**Excerpt provided:**
*** Block opens ***

Q: Is the Rash Stevens-Johnson Syndrome?
Dear Dr. Phelps,
I was recently diagnosed with Bipolar disorder and have been taking 25mg of
Lamictal each day.
Initially I was really itchy, but that went away within days. Unfortunately, I
then developed a blotchy red rash that was approximately the size of a quarter
under my collarbone. It has not spread and is not very itchy, but I was told to
stop the Lamictal for the time being.
Is there any way to tell definitively if the rash is THE rash? In other words,
can a biopsy or similar test provide reliable results? Also, assuming the rash
is benign, is it worth starting the Lamictal again at a lower dose?
I have been very happy with this drug otherwise and am very upset at the
prospect of having to permanently discontinue it.
Thanks for your help.
Dear Ms. K' --
As you can probably understand, from a legal point of view I can't quite answer
your question as I'd be telling you what to do. But what I can do is give you
information that might help you and your doctor decide what to do. This
question, about lamotrigine (Lamictal) and rash risk, comes up all the time. So
I have prepared a summary of everything I've learned about this issue; see my
the rash". It won't tell you what to do either, but it will show you that
people have tried restarting again when in your position.

*** Block closes ***

**What to work on:** Reproduce the part of the Lamictal rash letter from "Initially I was" up to and including "the time being.", changing "collarbone" to "left shoulder".

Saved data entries
*** Block opens ***

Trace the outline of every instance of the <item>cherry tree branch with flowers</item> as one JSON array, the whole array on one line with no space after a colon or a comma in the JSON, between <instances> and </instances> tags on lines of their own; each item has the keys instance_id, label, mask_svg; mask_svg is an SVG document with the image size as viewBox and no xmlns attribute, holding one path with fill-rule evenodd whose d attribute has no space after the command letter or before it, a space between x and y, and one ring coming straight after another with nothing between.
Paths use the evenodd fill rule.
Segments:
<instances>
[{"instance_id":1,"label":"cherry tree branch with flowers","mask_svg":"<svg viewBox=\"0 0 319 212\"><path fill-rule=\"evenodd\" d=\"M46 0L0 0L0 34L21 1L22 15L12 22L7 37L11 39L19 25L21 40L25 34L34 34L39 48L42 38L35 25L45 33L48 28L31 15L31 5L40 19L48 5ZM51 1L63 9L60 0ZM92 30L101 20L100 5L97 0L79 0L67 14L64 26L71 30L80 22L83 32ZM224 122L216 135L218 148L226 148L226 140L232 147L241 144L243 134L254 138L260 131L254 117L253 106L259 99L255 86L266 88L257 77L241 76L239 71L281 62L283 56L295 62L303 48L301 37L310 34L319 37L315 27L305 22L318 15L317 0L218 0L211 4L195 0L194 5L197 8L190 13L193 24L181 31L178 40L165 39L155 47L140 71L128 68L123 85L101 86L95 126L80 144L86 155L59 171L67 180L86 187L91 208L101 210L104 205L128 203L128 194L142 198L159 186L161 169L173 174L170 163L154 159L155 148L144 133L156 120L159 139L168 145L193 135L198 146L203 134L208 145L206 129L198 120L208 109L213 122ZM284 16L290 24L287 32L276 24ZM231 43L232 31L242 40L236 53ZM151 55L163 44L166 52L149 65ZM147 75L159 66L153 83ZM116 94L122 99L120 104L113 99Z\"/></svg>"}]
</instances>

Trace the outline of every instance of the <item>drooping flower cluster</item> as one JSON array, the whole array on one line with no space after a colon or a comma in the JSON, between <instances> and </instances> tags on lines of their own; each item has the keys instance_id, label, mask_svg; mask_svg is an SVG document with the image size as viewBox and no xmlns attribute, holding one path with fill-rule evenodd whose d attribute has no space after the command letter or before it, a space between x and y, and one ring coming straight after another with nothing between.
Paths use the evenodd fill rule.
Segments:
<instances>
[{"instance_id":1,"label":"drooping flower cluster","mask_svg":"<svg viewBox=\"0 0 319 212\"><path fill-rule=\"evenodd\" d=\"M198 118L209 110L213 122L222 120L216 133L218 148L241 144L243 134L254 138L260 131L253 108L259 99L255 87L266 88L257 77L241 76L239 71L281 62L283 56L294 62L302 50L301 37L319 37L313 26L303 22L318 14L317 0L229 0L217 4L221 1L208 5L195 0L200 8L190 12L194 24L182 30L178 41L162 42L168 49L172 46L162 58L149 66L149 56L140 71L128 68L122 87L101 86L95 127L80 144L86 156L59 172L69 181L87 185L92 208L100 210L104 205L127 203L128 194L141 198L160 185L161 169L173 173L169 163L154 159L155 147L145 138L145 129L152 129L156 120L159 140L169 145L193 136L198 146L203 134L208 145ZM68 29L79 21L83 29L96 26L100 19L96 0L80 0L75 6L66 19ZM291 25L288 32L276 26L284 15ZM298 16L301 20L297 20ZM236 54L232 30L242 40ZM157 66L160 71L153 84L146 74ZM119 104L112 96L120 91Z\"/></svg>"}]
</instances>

*** Block closes ***

**Solution for this problem:**
Initially I was really itchy, but that went away within days. Unfortunately, I
then developed a blotchy red rash that was approximately the size of a quarter
under my left shoulder. It has not spread and is not very itchy, but I was told to
stop the Lamictal for the time being.